Source document:
* * * * * * *
The self-declared patriots also tend to forget that with the advent of the 1950s, the military and civil elite of Pakistan had enthusiastically decided to become “strategic ally” of the USA during its cold war against the former Soviet Union. Pakistan’s first military dictator, General Ayub Khan, rather took the credit of furnishing Pakistan with a ‘decade of development’ from 1958 to 1968, by feverishly seeking aid and loans from the US and its allies. Under their control, the World Bank and the IMF also turned generous to ensure ‘development’ in Pakistan. The story kept repeating itself during the ‘glorious’ and ‘modern’ eras of General Zia and General Musharraf. Still, the governments succeeding them could still not be forgiven for lacking the will and vision for eluding the debt trap. And the one headed by Imran Khan from 2018 to early 2022 had also not acted differently.


Yet the former finance minister, Shaukat Tarin, had the audacity to be sincerely upset over the melting down of our economy. Doing this, he tried to make us believe that things looked stunningly sunny and vibrant on the economic front, when he was heading the finance ministry. He employed simplistic logic to spin the story that things turned instantly berserk after the removal of Imran Khan from the Prime Minister’s Office in April this year.
* * * * * * *
Extend the commentary on Pakistan's debt and economic management, picking up right after its final sentence.

Study material:
* * * * * * *
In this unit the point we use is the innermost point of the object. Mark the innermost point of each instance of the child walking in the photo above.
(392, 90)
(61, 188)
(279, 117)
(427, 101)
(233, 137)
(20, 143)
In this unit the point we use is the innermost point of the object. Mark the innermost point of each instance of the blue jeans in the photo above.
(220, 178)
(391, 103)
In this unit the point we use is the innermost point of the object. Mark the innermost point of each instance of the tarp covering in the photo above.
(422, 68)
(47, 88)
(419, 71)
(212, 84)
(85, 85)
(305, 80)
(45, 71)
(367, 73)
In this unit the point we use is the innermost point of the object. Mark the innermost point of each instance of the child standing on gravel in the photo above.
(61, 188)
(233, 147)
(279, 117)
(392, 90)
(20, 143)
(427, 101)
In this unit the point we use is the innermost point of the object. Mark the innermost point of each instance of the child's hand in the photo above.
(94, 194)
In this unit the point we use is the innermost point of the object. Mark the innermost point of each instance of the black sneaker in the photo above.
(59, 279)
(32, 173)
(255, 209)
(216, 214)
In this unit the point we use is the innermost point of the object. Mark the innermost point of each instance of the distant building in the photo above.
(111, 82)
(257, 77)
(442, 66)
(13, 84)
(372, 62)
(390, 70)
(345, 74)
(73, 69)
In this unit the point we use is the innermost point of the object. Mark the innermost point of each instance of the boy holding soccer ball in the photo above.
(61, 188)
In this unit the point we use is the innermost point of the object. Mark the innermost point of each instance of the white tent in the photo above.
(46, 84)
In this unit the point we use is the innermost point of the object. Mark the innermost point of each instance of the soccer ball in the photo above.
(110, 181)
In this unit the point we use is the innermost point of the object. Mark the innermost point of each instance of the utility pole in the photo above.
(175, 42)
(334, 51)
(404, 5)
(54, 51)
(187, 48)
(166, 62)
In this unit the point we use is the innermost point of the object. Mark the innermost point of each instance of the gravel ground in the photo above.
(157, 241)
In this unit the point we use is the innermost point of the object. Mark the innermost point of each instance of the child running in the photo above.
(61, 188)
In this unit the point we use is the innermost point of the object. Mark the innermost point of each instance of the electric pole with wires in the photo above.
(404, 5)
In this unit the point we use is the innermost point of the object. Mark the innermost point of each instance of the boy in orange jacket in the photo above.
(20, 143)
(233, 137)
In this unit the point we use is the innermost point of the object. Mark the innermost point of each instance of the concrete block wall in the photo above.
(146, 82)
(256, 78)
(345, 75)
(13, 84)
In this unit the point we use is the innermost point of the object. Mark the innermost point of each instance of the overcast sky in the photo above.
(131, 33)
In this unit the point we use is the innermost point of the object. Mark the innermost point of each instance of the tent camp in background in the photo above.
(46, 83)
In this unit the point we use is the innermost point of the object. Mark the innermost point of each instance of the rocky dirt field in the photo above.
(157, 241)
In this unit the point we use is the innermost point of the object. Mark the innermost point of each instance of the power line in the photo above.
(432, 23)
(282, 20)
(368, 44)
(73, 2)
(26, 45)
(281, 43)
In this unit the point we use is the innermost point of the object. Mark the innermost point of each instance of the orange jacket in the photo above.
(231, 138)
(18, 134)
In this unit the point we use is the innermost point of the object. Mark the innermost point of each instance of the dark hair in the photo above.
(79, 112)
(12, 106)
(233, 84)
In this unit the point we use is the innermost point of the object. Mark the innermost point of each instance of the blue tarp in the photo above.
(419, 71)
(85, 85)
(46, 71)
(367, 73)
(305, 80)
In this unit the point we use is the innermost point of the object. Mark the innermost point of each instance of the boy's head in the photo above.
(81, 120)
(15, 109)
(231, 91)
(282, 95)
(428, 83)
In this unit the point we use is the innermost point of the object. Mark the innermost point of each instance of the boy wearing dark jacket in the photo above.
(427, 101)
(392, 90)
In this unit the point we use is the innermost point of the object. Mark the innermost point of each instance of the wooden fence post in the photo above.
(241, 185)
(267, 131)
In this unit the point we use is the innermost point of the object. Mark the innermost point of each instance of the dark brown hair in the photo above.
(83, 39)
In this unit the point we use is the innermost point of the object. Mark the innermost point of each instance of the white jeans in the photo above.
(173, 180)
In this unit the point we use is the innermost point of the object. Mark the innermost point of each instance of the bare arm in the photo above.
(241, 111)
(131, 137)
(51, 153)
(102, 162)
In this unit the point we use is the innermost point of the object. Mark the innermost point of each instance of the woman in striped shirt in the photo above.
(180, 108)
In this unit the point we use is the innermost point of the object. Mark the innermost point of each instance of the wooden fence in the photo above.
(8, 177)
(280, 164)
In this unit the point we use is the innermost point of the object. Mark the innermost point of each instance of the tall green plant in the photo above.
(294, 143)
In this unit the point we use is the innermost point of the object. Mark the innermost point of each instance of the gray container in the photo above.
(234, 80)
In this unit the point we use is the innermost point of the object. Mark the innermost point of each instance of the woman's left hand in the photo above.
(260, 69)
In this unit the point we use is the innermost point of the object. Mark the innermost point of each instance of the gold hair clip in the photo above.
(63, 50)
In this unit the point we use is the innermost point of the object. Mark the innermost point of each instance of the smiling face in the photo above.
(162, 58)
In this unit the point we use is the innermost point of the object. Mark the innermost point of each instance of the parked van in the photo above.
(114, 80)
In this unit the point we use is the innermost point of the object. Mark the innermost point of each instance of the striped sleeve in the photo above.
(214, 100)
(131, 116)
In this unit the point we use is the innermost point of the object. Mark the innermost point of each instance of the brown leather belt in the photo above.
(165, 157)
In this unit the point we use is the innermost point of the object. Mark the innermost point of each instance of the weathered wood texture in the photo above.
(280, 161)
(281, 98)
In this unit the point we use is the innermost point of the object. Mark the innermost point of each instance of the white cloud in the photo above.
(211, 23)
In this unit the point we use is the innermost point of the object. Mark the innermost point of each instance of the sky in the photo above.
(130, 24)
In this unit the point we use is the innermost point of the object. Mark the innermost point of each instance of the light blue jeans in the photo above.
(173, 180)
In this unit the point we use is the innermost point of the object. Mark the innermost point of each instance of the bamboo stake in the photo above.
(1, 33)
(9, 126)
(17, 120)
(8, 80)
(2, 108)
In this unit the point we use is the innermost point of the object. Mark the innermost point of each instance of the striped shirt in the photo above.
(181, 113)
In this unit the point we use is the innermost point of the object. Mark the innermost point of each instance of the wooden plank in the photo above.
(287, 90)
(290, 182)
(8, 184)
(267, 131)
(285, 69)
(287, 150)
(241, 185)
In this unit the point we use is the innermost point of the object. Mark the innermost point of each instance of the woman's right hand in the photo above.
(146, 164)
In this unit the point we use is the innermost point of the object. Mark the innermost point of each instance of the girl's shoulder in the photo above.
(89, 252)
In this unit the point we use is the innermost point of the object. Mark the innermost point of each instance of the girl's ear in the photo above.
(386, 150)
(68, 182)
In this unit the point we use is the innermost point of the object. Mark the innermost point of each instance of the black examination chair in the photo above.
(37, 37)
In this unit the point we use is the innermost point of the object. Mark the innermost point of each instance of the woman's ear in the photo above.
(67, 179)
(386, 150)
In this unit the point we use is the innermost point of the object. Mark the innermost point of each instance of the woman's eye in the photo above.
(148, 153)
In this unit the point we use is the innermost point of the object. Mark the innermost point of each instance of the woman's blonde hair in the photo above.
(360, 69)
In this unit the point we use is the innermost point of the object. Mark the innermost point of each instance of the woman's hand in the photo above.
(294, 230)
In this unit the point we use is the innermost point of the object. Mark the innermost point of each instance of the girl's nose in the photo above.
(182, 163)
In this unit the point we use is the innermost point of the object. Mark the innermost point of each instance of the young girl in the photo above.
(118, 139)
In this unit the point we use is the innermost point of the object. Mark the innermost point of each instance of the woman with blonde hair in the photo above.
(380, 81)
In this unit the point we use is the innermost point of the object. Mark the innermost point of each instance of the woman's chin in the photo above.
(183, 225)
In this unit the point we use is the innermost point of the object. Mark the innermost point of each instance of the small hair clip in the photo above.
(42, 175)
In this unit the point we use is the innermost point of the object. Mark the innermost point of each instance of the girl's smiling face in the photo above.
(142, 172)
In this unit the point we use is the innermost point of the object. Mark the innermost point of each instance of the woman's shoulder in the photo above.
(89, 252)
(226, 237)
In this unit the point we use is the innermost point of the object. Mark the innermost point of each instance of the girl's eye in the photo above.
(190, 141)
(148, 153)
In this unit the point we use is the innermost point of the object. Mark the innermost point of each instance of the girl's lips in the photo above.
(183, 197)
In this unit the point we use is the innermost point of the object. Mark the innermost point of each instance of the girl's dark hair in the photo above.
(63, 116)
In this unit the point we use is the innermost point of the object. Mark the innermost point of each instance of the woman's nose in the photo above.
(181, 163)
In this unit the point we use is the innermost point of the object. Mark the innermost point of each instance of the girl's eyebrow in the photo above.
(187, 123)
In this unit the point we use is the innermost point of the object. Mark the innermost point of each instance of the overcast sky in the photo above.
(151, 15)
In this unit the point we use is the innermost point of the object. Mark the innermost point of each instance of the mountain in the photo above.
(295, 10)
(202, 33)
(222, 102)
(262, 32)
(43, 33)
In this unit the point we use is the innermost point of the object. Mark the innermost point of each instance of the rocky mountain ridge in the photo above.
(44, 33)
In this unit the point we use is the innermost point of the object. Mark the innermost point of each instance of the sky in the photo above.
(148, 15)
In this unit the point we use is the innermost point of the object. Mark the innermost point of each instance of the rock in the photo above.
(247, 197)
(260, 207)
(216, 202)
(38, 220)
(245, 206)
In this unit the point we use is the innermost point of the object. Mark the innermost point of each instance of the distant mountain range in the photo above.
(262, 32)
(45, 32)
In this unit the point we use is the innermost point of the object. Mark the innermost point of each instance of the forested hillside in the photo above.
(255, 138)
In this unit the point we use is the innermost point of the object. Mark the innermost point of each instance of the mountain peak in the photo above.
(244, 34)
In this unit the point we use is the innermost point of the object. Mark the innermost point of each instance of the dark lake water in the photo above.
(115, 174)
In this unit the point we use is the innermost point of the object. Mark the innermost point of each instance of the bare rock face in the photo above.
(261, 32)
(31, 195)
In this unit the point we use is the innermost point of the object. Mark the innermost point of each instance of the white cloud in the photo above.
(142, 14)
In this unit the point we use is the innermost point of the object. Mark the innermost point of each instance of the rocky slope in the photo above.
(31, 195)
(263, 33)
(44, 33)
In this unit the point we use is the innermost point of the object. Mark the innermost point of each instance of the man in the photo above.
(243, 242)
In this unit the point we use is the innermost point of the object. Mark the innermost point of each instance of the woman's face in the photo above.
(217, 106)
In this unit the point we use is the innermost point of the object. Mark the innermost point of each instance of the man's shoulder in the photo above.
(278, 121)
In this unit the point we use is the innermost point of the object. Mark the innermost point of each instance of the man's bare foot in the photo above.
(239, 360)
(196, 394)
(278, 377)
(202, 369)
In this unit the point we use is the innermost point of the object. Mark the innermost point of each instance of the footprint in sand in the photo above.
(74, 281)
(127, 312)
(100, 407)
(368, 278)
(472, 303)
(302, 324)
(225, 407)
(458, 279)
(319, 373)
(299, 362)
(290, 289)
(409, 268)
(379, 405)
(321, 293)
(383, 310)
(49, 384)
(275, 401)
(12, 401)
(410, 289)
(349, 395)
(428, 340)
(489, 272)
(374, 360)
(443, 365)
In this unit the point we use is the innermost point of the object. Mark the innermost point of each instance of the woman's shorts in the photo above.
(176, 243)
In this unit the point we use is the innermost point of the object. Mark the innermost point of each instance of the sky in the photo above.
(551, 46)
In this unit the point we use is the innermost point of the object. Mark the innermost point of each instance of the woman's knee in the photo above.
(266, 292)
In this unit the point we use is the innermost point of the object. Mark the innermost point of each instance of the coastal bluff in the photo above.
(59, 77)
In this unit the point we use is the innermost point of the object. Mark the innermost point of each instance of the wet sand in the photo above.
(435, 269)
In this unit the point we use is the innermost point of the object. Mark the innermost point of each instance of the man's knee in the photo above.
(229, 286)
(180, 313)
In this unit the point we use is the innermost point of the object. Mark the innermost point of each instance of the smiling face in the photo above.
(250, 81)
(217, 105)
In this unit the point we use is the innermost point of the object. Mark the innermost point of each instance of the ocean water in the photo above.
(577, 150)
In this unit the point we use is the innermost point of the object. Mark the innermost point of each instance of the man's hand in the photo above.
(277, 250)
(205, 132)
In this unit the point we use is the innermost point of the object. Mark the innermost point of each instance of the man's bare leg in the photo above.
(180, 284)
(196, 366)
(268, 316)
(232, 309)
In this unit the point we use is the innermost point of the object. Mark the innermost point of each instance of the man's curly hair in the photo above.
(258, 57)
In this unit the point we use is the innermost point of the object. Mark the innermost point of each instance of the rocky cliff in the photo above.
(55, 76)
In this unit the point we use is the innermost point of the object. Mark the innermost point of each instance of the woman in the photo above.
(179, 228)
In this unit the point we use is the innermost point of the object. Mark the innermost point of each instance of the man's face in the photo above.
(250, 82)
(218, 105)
* * * * * * *
Your response:
Dr Ayesha Pasha, the minister of state for finance, tried to refute Shaukat Tarin while speaking like an academic economist. She didn’t realise that perceptions are far more important than reality in politics. A common Pakistani doesn’t have the time to patiently listen to the story that long hours of power cuts had returned with vengeance due to the derelict conduct of the previous government. Passionately pleading her case, she needed to focus on pressing the point that Independent Power Producers need the coal, furnace oil or gas to produce electricity.


The government ensures sufficient supply of these inputs by placing orders for them, much in advance. The Imran Khan government stopped doing the same, many weeks before its fall.


Doubly crippling is the circular debt. Without sufficient banging of these realities, you can’t convince an average Pakistani for not holding the current government solely responsible for the gloom, long hours of load shedding are generating these days.


When both sides of the House were obsessively busy in sickening point scoring, Senator Mushtaq Ahmad of the Jamaat-e-Islami put pertinent questions on an entirely different issue, pregnant with the possibility of grave consequences.


He availed the privilege of raising questions on a “point of public interest,” for recalling media stories claiming that the defunct Tehrik-e-Taliban of Pakistan (TTP) was recently being engaged in serious negotiations. The leaders of this outfit mostly live in Afghanistan and Kabul was now pushing them to strike a deal for peace. The JI senator kept wondering whether the government led by Shehbaz Sharif was leading the process or it had been ‘outsourced’ to the people, operating above and beyond an elected Parliament.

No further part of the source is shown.